# [Text excerpt]
** Start **

The report, dated Dec. 27, 2012, was released more than nine months after The Washington Post filed a Freedom of Information Act request for the document. (We’re told this is pretty much the interminable turnaround on public-records requests by the Defense Department IG’s office.) We apologize for their tardiness.
The IG also found that Mahan “improperly promised two subordinates” that each of them was in line to be the next deputy chief historian.
In the report, Mahan dismissed the IG’s conclusions as based on “office gossip and uncorroborated hearsay.” In response, the inspector general said “we based our conclusions on the preponderance of the evidence” and “we stand by our conclusions.”
A Pentagon spokesman said last month that officials had taken unspecified “administrative action” in response to the report.
Mahan is still on the job and, judging from an e-mail she sent us over the weekend, hardly backing down. “I stand by my responses to the inspector general,” Mahan wrote. “There is no credence to any of the allegations except my momentary and isolated lapse of judgment early in my tenure of accepting help on four occasions from two contractor” historians for her “then pre-school-age son.”
Mahan said she was, at the time, “relatively new” in the job and trying to “be the overly conscientious professional and meet parental obligations as a single parent.”
It surely didn’t go unnoticed in the Kremlin when President Obama smacked down Russian President Vladimir Putin last month by naming several openly gay athletes to the U.S. delegation to the Winter Olympics, which start Friday in Sochi — including tennis great Billie Jean King, Olympic figure skating medalist Brian Boitano and women’s hockey medalist Caitlin Cahow.
Gay groups were outraged by a law, signed by Putin in July, that bans pro-gay “propaganda” that could be accessible by minors — a measure seen as banning almost any public discussion of gay rights. He also signed a law banning the adoption of Russian-born children by gay couples.

** End **

# [Supplied data]
** Start **

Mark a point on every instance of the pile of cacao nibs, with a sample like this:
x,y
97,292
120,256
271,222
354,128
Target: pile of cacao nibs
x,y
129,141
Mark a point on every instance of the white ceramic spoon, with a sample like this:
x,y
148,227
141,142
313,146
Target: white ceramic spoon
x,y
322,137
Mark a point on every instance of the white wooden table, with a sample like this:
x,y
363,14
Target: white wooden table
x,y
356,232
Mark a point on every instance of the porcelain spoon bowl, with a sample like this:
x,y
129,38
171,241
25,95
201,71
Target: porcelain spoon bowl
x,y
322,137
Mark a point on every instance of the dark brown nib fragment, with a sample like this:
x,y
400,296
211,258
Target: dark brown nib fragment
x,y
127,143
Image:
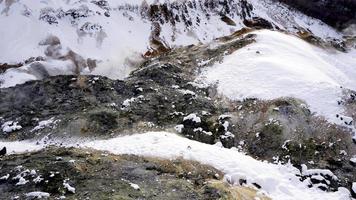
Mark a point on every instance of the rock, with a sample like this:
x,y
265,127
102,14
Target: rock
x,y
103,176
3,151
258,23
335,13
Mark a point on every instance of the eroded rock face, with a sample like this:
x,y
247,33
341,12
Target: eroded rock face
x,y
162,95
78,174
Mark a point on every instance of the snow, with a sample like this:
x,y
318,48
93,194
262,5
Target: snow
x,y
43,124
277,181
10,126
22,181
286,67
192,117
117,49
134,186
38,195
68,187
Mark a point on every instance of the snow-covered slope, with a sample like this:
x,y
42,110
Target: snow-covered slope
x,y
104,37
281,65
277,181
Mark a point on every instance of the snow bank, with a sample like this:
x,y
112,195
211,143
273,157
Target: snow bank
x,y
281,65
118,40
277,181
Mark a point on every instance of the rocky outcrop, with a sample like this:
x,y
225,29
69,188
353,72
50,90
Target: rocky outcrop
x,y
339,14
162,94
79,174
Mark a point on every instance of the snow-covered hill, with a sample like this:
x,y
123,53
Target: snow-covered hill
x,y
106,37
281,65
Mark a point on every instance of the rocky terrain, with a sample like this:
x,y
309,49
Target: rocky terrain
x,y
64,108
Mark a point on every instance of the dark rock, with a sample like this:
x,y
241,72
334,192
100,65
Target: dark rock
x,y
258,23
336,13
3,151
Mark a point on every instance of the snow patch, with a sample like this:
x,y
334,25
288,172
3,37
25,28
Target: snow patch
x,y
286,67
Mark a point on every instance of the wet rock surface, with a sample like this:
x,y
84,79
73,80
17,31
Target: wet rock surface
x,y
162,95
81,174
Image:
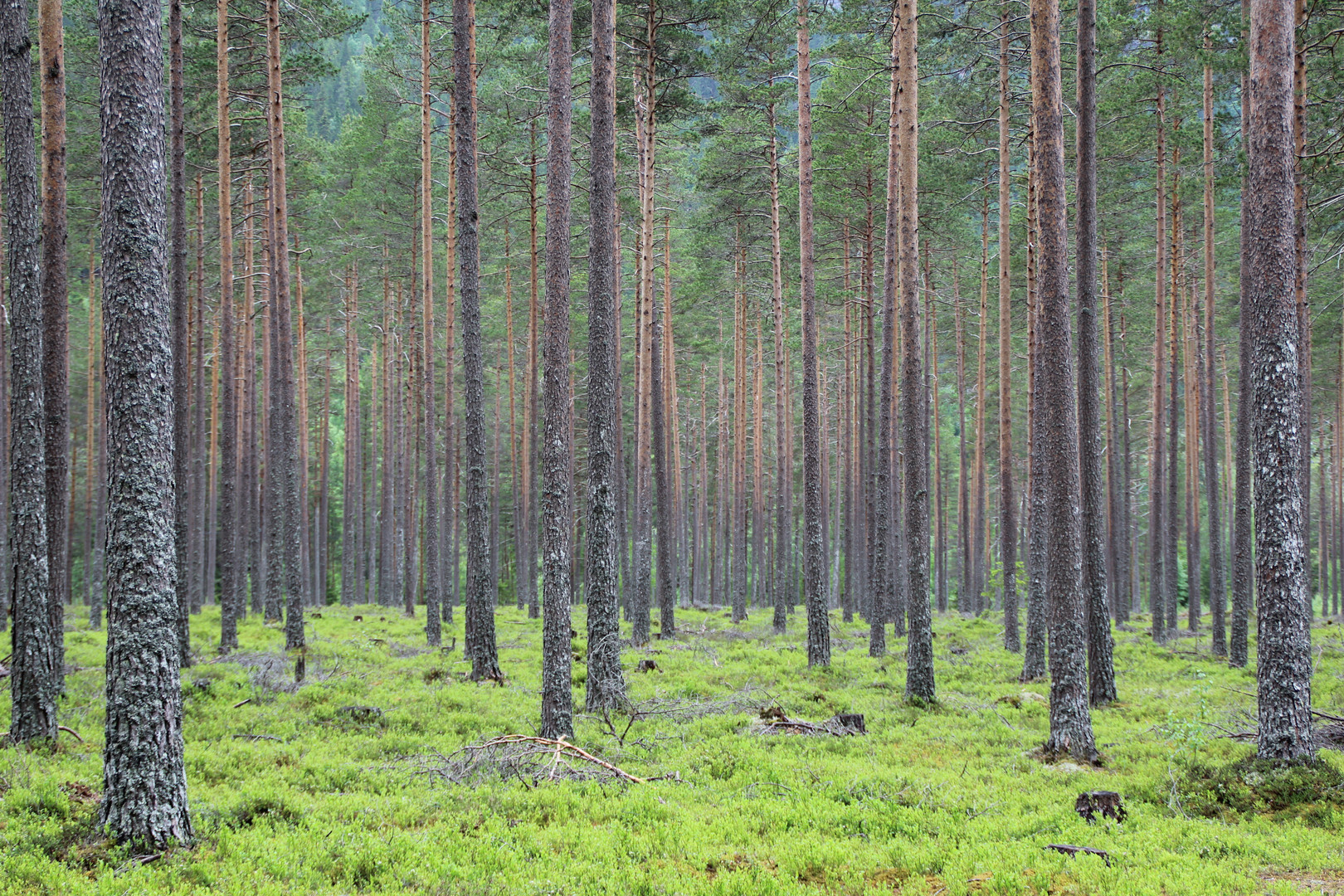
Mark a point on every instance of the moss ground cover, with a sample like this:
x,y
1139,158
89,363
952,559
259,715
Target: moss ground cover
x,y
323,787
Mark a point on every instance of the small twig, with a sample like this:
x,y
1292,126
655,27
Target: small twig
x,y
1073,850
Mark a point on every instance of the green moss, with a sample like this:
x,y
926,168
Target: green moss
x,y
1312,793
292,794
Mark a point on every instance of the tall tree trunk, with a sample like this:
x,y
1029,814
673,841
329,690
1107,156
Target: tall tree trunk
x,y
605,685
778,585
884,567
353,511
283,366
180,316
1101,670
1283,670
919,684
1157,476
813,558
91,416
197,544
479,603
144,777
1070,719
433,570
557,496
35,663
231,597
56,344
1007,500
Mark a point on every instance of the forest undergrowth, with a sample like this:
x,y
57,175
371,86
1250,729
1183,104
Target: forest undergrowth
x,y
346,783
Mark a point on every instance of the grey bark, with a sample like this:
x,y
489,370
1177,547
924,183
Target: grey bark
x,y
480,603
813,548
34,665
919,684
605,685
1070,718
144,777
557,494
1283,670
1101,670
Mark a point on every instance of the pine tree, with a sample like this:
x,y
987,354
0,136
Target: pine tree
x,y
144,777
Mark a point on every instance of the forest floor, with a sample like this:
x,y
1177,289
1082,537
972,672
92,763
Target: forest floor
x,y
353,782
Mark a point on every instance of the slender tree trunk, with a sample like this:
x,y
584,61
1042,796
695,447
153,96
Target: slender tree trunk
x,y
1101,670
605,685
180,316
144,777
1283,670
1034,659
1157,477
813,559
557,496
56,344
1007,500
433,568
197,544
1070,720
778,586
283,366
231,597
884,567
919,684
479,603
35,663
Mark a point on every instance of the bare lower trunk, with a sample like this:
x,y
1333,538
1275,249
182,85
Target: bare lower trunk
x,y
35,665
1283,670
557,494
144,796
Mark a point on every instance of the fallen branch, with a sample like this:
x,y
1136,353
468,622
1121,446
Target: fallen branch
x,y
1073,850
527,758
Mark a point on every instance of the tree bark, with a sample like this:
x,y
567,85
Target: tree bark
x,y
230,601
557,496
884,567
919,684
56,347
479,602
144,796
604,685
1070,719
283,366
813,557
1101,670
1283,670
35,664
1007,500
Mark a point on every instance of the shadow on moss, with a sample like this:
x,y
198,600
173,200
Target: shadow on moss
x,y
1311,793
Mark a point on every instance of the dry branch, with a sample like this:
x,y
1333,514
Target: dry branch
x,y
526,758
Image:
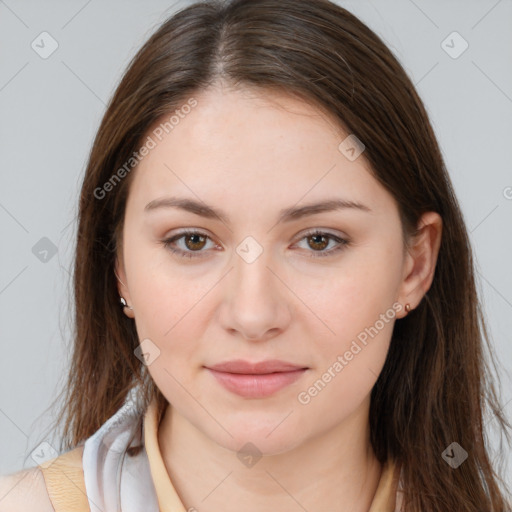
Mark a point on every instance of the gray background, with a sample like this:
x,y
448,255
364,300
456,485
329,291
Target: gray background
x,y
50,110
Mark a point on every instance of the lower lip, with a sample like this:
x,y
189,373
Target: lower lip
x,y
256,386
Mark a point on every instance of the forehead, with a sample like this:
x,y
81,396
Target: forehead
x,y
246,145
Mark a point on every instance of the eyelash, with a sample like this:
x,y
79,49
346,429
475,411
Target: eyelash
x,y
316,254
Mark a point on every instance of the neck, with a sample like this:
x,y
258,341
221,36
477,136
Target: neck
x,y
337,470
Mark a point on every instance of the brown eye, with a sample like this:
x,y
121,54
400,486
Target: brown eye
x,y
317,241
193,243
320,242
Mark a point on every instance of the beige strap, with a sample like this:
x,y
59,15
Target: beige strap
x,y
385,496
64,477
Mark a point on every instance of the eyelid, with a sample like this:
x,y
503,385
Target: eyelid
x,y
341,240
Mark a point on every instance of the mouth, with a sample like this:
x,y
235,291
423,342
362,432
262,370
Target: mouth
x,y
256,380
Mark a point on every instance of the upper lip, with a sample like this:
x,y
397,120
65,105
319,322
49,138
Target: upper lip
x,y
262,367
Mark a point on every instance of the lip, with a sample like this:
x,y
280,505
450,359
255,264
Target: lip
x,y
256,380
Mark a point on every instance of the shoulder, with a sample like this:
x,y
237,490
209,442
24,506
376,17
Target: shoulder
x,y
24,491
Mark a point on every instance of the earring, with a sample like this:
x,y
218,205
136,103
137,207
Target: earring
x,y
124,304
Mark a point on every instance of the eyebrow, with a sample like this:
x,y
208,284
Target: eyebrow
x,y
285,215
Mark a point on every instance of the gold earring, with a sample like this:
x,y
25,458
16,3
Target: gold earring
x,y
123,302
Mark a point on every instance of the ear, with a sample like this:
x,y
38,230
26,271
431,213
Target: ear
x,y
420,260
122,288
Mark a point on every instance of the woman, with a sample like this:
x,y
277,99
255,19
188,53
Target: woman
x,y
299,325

** End **
** Start **

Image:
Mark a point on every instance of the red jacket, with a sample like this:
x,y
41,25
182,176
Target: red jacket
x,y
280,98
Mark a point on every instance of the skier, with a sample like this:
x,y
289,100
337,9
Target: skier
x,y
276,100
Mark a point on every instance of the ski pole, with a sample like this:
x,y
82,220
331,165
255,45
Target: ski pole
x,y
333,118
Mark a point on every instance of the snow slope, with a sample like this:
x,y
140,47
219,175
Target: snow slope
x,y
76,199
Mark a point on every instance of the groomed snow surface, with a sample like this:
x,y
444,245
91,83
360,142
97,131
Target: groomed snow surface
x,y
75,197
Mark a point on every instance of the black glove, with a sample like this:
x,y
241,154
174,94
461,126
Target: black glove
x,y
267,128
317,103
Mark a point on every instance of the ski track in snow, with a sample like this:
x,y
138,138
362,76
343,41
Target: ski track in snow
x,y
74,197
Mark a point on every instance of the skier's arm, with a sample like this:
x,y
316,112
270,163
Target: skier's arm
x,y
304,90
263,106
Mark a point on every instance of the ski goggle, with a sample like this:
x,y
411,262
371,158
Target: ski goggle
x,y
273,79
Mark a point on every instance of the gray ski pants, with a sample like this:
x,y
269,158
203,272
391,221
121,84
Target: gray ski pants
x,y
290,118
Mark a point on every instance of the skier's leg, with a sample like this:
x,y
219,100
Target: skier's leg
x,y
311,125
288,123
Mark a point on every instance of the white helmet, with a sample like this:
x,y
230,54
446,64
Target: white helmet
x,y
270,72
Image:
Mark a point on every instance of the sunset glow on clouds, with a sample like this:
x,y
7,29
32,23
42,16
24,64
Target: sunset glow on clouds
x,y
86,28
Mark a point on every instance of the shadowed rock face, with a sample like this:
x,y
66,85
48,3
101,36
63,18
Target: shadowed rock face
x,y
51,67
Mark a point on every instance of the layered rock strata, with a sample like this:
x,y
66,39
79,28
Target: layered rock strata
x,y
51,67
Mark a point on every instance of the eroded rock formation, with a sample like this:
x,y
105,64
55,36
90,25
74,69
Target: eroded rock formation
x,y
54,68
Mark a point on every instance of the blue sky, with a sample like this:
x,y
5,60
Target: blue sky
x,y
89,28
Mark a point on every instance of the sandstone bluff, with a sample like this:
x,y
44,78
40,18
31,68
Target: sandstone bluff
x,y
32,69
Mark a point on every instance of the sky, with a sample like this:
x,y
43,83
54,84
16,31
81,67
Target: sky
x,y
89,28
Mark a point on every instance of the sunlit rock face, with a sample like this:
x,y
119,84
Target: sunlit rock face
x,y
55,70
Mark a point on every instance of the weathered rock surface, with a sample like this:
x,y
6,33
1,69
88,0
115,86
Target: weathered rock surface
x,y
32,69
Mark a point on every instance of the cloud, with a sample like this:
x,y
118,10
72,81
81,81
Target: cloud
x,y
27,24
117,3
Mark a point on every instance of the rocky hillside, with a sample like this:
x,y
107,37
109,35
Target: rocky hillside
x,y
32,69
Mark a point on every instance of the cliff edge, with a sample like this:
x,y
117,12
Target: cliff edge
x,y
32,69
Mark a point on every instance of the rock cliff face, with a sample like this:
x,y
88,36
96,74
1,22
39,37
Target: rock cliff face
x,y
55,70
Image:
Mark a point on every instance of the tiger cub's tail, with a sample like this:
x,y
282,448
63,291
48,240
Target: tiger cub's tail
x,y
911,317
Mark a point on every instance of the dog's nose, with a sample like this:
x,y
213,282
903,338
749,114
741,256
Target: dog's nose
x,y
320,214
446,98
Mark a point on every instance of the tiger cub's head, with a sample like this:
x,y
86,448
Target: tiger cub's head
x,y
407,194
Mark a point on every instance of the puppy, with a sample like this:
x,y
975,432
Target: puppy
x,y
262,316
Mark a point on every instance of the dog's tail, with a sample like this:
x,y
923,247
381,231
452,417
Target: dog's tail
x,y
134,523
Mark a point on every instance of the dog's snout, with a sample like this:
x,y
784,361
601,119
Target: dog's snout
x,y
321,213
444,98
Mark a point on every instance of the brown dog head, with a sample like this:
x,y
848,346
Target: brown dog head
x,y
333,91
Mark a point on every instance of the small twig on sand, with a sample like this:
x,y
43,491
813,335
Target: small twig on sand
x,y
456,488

** End **

# [Stated goal]
Copy the news column again, beginning at the words "It surely didn’t" and stopping after "by gay couples.", and substitute "Russia" for "Sochi".

# [Correct output]
It surely didn’t go unnoticed in the Kremlin when President Obama smacked down Russian President Vladimir Putin last month by naming several openly gay athletes to the U.S. delegation to the Winter Olympics, which start Friday in Russia — including tennis great Billie Jean King, Olympic figure skating medalist Brian Boitano and women’s hockey medalist Caitlin Cahow.
Gay groups were outraged by a law, signed by Putin in July, that bans pro-gay “propaganda” that could be accessible by minors — a measure seen as banning almost any public discussion of gay rights. He also signed a law banning the adoption of Russian-born children by gay couples.